Data excerpts
====================

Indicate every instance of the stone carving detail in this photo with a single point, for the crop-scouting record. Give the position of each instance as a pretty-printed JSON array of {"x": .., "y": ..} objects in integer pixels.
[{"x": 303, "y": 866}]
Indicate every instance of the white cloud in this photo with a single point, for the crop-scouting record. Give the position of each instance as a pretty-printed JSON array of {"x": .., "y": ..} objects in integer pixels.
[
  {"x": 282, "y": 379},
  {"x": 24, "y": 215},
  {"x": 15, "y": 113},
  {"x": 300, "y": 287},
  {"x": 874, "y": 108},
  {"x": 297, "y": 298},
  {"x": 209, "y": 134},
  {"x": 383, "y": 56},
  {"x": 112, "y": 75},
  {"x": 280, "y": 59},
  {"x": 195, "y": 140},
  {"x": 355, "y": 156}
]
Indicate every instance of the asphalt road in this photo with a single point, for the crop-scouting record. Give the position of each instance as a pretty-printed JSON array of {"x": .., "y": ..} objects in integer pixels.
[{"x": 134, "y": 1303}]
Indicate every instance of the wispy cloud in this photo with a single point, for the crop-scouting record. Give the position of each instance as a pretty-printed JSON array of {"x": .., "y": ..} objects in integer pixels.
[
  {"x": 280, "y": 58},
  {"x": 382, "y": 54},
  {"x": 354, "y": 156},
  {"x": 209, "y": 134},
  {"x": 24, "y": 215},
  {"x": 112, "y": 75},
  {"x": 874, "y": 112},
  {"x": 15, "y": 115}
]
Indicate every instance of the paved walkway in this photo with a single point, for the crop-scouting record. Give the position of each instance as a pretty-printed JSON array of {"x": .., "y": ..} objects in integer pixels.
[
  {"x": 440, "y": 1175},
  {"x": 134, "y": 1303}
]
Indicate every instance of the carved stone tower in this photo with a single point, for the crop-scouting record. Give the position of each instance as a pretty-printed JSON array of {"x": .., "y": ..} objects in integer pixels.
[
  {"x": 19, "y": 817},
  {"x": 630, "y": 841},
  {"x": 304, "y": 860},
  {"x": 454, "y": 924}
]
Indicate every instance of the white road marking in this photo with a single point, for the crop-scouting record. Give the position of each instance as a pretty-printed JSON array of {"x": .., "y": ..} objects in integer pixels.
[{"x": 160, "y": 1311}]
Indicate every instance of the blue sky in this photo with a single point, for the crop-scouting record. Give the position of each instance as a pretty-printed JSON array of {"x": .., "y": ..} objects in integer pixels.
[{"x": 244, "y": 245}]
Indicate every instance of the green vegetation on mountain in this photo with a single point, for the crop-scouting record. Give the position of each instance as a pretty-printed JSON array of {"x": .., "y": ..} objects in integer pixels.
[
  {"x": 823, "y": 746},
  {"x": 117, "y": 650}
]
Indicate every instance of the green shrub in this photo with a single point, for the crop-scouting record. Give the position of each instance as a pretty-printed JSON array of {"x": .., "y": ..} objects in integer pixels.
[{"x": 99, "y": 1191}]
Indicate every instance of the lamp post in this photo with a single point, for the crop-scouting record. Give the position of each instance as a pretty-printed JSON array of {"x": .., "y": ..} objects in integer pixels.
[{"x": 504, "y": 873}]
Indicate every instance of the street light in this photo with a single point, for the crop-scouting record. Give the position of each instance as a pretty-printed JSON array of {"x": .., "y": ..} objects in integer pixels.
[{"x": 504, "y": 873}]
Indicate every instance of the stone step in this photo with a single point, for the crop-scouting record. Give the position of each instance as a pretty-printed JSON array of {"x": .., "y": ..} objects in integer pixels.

====================

• Exercise
Nothing in the data above may be skipped; repeat it all exactly.

• Result of the exercise
Indicate every instance of the stone carving detail in this photo with a single point, for the crop-scouting record. Give the position of each instance as a pretty-printed JSON array of {"x": .., "y": ..} objects in integer pixels.
[{"x": 303, "y": 866}]
Indicate every instance of the white cloud in this photo with a single point, for the crop-scouting record. Give the position of each instance as a pretty-printed JSON array of {"x": .., "y": ..} objects in integer pixels.
[
  {"x": 282, "y": 379},
  {"x": 24, "y": 215},
  {"x": 15, "y": 113},
  {"x": 300, "y": 287},
  {"x": 874, "y": 108},
  {"x": 297, "y": 298},
  {"x": 209, "y": 134},
  {"x": 383, "y": 56},
  {"x": 112, "y": 75},
  {"x": 280, "y": 59},
  {"x": 195, "y": 140},
  {"x": 355, "y": 156}
]
Indicate every instance of the asphalt road in this photo with a single point, for the crop-scouting record. Give the position of each instance as a pretty-printed JSON array of {"x": .., "y": ..} objects in integer pixels.
[{"x": 134, "y": 1303}]
Indicate every instance of the wispy cloud in this photo with a single point, for the crop-scouting record. Give the position of each instance as a pretty-printed JSON array of {"x": .., "y": ..} objects in integer pixels.
[
  {"x": 280, "y": 58},
  {"x": 382, "y": 54},
  {"x": 354, "y": 156},
  {"x": 209, "y": 134},
  {"x": 24, "y": 215},
  {"x": 112, "y": 75},
  {"x": 874, "y": 112},
  {"x": 15, "y": 115}
]
Indicate every instance of the paved walkway in this photo with a single point, for the crop-scouting record. Give the position of each instance as a pretty-printed JSON array of {"x": .., "y": ..} objects in integer pixels.
[
  {"x": 440, "y": 1175},
  {"x": 134, "y": 1303}
]
Indicate every instance of the carved stone tower in this photo with a single point, for the crop-scouting record. Give the position of each instance as a pretty-printed JSON array of {"x": .., "y": ..} objects in integer pixels.
[
  {"x": 19, "y": 817},
  {"x": 630, "y": 841},
  {"x": 304, "y": 860},
  {"x": 454, "y": 924}
]
Indicate every instance of the white road marking in this photo with a single point, for the crop-scouting record. Give the position of each instance as a pretty-printed JSON array of {"x": .., "y": ..} objects in integer pixels.
[{"x": 160, "y": 1311}]
Indicate every instance of the blue sky in this photo with a single point, for the crop-scouting record. Give the position of each instance as a pretty-printed JSON array of {"x": .., "y": ..} objects in integer pixels.
[{"x": 244, "y": 245}]
Indicate every instance of the green vegetation on mountain in this photo with a single point, for the crop-scouting record. Give the position of each instance as a pretty-printed JSON array of {"x": .., "y": ..} objects in integer pixels.
[
  {"x": 823, "y": 746},
  {"x": 117, "y": 650}
]
Indicate every instance of the green shrub in this photo with a single point, for the crop-scouting record. Give the position of each instance as a pretty-printed JSON array of {"x": .., "y": ..} objects in integer pixels.
[{"x": 99, "y": 1191}]
Indicate every instance of the lamp post in this photo with a single point, for the crop-scouting record. Give the position of each instance as a pretty-printed JSON array of {"x": .., "y": ..} objects in integer pixels.
[{"x": 504, "y": 873}]
Indicate every instance of the street light in this photo with a single point, for the crop-scouting record. Give the position of each instance as a pretty-printed JSON array of {"x": .., "y": ..} objects in integer pixels.
[{"x": 504, "y": 873}]
Indicate every instance of the stone step in this photo with a single point, for the crop-scouting record. Give the position of each instance as a pretty-printed JSON array of {"x": .., "y": ..} objects in integer pixels.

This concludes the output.